[TASK BRIEF]
Please print every line from the one containing "the dark foreground" through the last line of the records below, exactly as written and nothing more.
---- LISTING
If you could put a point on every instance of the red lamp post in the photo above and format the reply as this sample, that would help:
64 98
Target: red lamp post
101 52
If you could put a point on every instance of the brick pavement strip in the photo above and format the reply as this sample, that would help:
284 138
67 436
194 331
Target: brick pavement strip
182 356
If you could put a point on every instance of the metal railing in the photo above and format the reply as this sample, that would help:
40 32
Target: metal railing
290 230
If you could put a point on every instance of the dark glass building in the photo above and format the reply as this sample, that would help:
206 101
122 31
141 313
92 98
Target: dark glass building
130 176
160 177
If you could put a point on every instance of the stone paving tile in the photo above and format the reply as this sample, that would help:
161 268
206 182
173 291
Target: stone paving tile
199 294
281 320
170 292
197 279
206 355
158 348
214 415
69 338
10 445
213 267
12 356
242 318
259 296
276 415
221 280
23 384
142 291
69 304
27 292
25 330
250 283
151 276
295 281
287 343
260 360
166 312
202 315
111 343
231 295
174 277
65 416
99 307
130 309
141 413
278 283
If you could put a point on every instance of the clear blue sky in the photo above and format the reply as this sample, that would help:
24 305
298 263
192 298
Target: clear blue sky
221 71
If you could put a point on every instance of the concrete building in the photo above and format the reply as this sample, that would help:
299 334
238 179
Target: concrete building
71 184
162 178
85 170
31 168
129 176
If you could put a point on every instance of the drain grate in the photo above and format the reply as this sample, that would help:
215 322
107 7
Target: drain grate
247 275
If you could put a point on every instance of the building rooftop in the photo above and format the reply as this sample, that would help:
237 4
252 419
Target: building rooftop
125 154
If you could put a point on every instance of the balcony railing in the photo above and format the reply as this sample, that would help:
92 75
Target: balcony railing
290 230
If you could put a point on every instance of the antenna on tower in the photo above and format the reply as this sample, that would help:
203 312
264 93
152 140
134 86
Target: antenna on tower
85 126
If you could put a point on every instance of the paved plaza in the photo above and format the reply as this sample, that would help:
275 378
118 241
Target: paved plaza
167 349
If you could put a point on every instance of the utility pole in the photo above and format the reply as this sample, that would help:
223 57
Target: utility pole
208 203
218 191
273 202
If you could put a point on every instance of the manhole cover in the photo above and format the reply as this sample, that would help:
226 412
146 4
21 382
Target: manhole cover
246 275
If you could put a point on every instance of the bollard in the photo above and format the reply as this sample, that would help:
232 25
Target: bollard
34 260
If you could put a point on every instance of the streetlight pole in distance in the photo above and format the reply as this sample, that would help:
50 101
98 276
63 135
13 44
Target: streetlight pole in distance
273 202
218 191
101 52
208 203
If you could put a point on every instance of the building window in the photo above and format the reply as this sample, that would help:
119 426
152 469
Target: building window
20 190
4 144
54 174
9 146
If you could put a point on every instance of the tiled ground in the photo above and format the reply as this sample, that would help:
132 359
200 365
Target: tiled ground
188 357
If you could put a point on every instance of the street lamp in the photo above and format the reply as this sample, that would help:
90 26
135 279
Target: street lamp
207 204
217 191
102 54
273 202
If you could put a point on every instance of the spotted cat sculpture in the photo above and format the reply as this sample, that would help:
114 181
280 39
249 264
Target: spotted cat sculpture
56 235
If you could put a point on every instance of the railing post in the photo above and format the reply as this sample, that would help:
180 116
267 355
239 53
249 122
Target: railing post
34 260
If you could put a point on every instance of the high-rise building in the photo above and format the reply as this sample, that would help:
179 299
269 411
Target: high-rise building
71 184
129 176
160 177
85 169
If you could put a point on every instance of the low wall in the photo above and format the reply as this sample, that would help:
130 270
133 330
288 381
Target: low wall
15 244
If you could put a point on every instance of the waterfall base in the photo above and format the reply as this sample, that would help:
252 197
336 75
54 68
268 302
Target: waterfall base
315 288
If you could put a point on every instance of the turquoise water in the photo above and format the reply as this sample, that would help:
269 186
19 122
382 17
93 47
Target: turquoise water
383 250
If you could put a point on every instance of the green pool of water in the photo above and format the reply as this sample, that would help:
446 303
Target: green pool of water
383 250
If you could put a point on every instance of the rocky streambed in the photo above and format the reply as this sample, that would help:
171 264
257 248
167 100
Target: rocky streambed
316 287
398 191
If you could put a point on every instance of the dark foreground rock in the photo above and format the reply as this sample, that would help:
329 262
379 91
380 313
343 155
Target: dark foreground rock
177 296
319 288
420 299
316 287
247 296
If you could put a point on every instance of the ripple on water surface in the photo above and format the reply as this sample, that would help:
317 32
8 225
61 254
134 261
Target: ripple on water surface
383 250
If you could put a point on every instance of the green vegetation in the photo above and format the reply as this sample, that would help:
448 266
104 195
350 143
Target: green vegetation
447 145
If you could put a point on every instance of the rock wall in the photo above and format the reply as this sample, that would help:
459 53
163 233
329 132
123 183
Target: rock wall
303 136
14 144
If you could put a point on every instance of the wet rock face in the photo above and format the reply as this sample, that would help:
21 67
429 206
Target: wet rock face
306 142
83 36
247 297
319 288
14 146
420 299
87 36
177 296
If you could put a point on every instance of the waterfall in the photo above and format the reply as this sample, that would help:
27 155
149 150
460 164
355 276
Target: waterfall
--------
[THE SOLUTION]
If you could put a point on every instance of the dark foreground rock in the photo above and format the reply as this sample, that would help:
329 262
379 91
380 313
343 155
Target: dark foreground rock
177 296
319 288
420 299
316 287
247 296
If you could put a point on every instance of the ripple on water surface in the photo above and format the reply as this sample, that would help:
317 32
8 225
61 254
134 261
Target: ripple on water surface
383 250
If you could put a point on every instance of the green vegetation in the photo above and format the reply as this sample, that would help:
448 266
104 195
350 143
Target: green vegetation
447 145
If you could put a point on every instance of the rock wall in the photo above and format the reply as this sample, that would help:
459 53
163 233
329 132
123 183
Target: rock wall
303 136
14 144
If you could put a point on every instance of the wet rock face in the photo above and format the reply as this sample, that would help:
21 67
429 206
Target: wet rock face
306 142
83 36
247 297
319 288
14 146
420 299
87 36
177 296
If you could put a point on every instance of the waterfall in the photo above and format the reply as this sample, that would help:
27 155
149 150
460 164
355 276
Target: waterfall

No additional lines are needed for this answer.